## WRITTEN EXERCISE
Please reproduce the material below, replacing "Locate" with "Find" wherever it occurs and leaving everything else unchanged.

## EXERCISE INPUT
========================================================================
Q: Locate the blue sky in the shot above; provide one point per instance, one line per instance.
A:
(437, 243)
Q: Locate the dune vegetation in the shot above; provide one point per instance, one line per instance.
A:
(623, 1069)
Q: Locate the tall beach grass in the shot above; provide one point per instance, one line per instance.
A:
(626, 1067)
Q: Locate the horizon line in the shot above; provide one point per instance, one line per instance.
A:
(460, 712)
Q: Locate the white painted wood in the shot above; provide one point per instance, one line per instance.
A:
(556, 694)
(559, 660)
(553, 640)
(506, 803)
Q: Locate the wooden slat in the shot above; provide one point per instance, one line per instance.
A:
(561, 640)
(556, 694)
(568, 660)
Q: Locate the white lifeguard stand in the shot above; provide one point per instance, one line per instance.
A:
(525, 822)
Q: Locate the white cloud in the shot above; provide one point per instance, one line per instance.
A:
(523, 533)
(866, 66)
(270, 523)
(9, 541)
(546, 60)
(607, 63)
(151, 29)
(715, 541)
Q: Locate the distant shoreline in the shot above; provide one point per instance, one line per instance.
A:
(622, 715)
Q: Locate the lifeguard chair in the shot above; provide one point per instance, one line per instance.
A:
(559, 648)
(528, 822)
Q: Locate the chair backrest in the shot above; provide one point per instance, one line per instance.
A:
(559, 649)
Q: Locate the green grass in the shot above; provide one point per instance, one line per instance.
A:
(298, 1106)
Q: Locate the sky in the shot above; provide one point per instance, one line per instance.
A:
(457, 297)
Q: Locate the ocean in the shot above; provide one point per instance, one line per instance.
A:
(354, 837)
========================================================================
## RESPONSE TO THIS TASK
Q: Find the blue sky in the shot above; provide one point per instance, one line per instance.
A:
(437, 243)
Q: Find the dune vegetation in the shot above; provide one point per instance, one line per instance.
A:
(623, 1069)
Q: Find the tall beach grass in the shot above; provide one point per instance, one line per instance.
A:
(626, 1067)
Q: Find the horizon line in the shot above; provide one point per instance, one line per instance.
A:
(460, 712)
Q: Find the white painted wood in the shot above; provide one point per instance, one line per instance.
A:
(556, 694)
(559, 660)
(553, 640)
(506, 803)
Q: Find the wooden slat in the shot above; provide one point per instance, one line per instance.
A:
(561, 640)
(556, 694)
(568, 660)
Q: Find the white lifeguard stand in the shot above; provide one point per instance, one line per instance.
A:
(525, 822)
Q: Find the white cloud in the shot above; provide one point per instance, one line per instance.
A:
(523, 533)
(866, 66)
(270, 523)
(9, 541)
(546, 60)
(607, 63)
(151, 29)
(715, 541)
Q: Find the distant shoreline in the shot above; provide one point per instance, one line per instance.
A:
(622, 715)
Q: Find the lifeguard chair in the shot above; provide one point per instance, one line per instance.
A:
(559, 648)
(528, 822)
Q: Find the chair backrest in the shot above; provide one point per instance, one line per instance.
A:
(559, 649)
Q: Find the green grass in the shot above; provide one point per instance, one line per instance.
A:
(298, 1106)
Q: Find the sky in the shot above; provide one point per instance, one line per instance.
A:
(457, 297)
Q: Find the ocean in the shot above; provide one point per instance, one line per instance.
A:
(354, 837)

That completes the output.